## TASK INSTRUCTIONS
Quote the Les Girls review below word for word, starting with "Les Girls is" and going on through "degree of care.".

## SUPPLIED PASSAGE
The musical sequences are fairly decent, though.  The first is a classic revue-style number to the song "Les Girls."  It has a French flavour, with a twist of jazz at the end.  There follows an unusual, avant-garde rope dance between Kelly and Elg; it looks interesting but doesn't last very long.  Its reprise later in the film is even shorter and played strictly for laughs.  The "Ladies in Waiting" routine is also played for laughs but features some jaw-dropping, risqué costumes worn by the three ladies.  Hey, I'm not complaining!  Surprisingly, Taina Elg gets the film's only solo for "Ca, C'est l'Amour," which she serenades to Gene Kelly!  Well, that's a switch.  Next is "You're Just Too, Too," a comic duet between Kay Kendall and Gene Kelly that showcases Kendall's talents as a comedian.  Lastly, there is "Why Am I So Gone About That Gal," a ballad sung in a manner that parodies Marlon Brando's The Wild One.  The backdrops are painted in a style reminiscent of the fantasy sequence for An American in Paris.  If the choreography seems similar as well, it is because Gene Kelly served as choreographer for both sequences, although this time the object of his affections is a sexy Mitzi Gaynor, not Leslie Caron!

After Les Girls, Gene Kelly only did a few more musicals.  Among these were the French New Wave homage film Les Demoiselles de Rochefort and the Olivia Newton-John roller derby musical Xanadu.  Let us not forget Hello, Dolly!, either, which he directed.  That's quite an eclectic group of musicals!  But while his career inevitably slowed down as musicals lost their appeal, Gene Kelly still had to his credit an impressive legacy comprised of some of MGM's most memorable musicals.  Les Girls may not be his finest work, but as a musical in that classic MGM mold, it is a worthy tribute to one of the studio's most beloved stars.

Video *** 1/2

Les Girls is presented in a letterbox widescreen format that preserves the original aspect ratio of its Cinemascope release.  Color is provided by Metrocolor.  This is quite a pleasing transfer, with no discernible artifacts or defects.  The source print is quite very nice, without much debris or any discoloration.  Warner Brothers has done a solid job here, and I only wish older musicals would always receive this degree of care.

## RECORDED INFORMATION
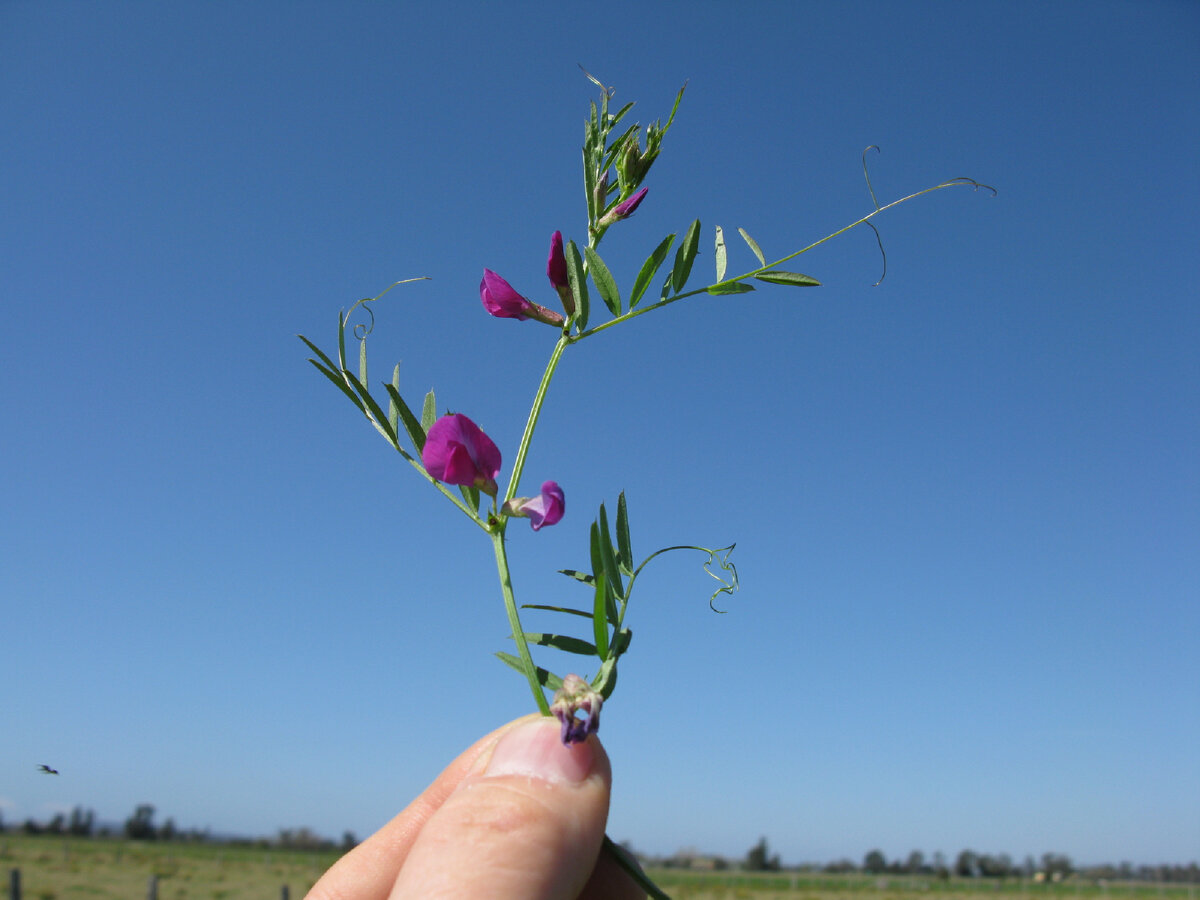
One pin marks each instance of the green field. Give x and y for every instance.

...

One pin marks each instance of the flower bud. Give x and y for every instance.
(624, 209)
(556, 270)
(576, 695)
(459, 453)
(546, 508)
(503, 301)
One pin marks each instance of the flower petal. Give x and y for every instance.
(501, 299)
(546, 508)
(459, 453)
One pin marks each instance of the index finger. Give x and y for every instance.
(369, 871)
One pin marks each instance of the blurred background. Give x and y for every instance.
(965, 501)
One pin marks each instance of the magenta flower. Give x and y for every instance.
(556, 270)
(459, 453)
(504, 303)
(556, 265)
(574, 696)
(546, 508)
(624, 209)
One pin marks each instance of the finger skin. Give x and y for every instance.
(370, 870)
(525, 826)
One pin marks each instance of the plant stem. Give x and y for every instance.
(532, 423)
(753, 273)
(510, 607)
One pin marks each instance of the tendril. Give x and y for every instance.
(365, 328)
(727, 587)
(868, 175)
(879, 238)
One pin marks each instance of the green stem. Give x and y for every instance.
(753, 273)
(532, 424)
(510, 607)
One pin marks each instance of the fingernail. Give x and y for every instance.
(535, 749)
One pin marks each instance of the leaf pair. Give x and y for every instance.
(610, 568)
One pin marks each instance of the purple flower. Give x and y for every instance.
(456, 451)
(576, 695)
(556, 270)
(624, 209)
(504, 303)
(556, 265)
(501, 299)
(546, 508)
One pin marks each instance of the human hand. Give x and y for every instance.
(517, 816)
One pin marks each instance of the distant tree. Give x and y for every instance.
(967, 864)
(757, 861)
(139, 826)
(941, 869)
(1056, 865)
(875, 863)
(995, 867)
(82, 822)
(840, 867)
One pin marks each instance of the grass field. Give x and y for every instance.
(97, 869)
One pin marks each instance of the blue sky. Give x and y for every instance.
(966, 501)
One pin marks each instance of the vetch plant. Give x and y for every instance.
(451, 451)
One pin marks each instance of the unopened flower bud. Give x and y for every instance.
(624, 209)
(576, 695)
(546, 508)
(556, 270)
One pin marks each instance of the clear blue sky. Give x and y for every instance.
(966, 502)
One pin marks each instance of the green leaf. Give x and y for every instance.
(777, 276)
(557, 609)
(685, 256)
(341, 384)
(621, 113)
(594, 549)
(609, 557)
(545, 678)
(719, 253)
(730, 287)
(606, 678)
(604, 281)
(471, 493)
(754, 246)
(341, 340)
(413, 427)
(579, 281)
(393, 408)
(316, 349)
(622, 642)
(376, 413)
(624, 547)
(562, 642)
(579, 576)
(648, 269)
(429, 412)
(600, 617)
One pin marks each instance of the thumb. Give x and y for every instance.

--

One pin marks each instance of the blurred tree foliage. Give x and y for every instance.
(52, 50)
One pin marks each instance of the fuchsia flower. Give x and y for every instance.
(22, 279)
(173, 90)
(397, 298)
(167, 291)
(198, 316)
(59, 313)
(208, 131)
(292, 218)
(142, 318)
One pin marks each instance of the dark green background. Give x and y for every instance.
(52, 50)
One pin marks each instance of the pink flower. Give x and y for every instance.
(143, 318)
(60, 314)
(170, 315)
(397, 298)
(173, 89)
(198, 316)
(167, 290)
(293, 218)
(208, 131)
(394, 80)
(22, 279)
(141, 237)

## TASK OUTPUT
Les Girls is presented in a letterbox widescreen format that preserves the original aspect ratio of its Cinemascope release.  Color is provided by Metrocolor.  This is quite a pleasing transfer, with no discernible artifacts or defects.  The source print is quite very nice, without much debris or any discoloration.  Warner Brothers has done a solid job here, and I only wish older musicals would always receive this degree of care.